Fausto Huala: una crónica sobre el hermano mapuche que campeó el territorio como un antiguo guerrero.
El 1 de agosto de 2024 fue un día desconcertante. Mientras un amigo de mí hermano sacaba las medidas para colocar un horno industrial –que me va a servir de sustento, para seguir escribiendo esto que escribo, sin tener la angustia de pensar que un día me van a cortar la luz o internet– una serie de mensajes comenzaron a llegar a mí celular. Primero, Gioia (periodista de la revista Citrica) me envió un video donde se podía ver y escuchar a Isabel Huala, con la breve, aunque sugestiva frase: “Muy triste”. ¡Algo grave había pasado! Escuche cinco segundos y lo saque. Sabía que era una mala noticia, pero no me imaginé que era Fausto el que había tomado una decisión determinante. Cada vez que pasa algo dentro del mundo mapuche, mucha gente se acuerda de mí: amigos, familiares, conocidos, conocidos de amigos. Es un lugar que me he ganado a fuerza de coberturas, notas, retratos y entrevistas. Porque para ser mapuche no alcanza con el título, también hay que hacer cosas para ocupar ese lugar. Como las hizo Fausto, por supuesto, siendo mucho más joven que yo, dejando un legado más extenso y prolífico que yo. Lo digo orgulloso porque es parte de la retribución que debemos hacer hacía la autoestima quebrada que tenemos como pueblo. En segundo lugar, me llamó un familiar de Luciana Muñoz para pedirme que baje una nota que escribí sobre su desaparición porque no les había gustado el título que use, destinado a los periodistas (jotes) de los medios masivos de la región. Por último, en tercer lugar, mi otro hermano, me advirtió que se acababa de separar y que estaba con el flete sacando los muebles de la casa. Todo esto, teniendo como contexto general la imagen del brujo (Santiago Maldonado) en todos lados, en todas las redes sociales, al cumplirse siete años de su desaparición y asesinato. ¡Estaba aturdido! Eran las cinco de la tarde y estaba realmente aturdido.
Era evidente que una fuerza superior, imponente y decisiva estaba actuando, más allá de nuestra propia y nimia voluntad.
Más tarde, pasadas las 22: 24 hs del mismo día, me di cuenta que no tenía con quién hablar de la tristeza que me estaba provocando la muerte de Fausto. Me refiero a una persona que no lo juzgue y pueda entender lo que significa la muerte forzada de un joven mapuche en un país extremadamente racista como Argentina.
Quizás lo que andaba buscando era el consejo de un padre, un abuelo. No podía ver con nitidez que el consejo estaba escrito en la acción de Fausto.
Su muerte expresa un hecho social, global. Trasciende las fronteras de su propia corporalidad.
Así fui hilvanando, de a poco, consignas, definiciones, interrogantes. Yendo al tranco lento. Elaborando el duelo, que no es sólo por Fausto, sino por todos los hermanos mapuche que hemos tenido que sepultar en estos últimos siete años.

• • •

▸ **Desafío 1**
Enumera todas las personas que aparecen mencionadas por su nombre en la crónica.
▸ **Desafío 2**
Según la crónica, ¿qué se cumplía el 1 de agosto de 2024 en relación con Santiago Maldonado?
Las entradas no tienen relación con la crónica.

• • •

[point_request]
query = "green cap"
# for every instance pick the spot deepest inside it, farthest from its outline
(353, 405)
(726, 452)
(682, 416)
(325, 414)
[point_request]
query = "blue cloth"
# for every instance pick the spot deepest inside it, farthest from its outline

• • •

▸ **Resultado 1**
- Fausto Huala
- Gioia
- Isabel Huala
- Luciana Muñoz
- Santiago Maldonado

▸ **Resultado 2**
Se cumplían siete años de su desaparición y asesinato.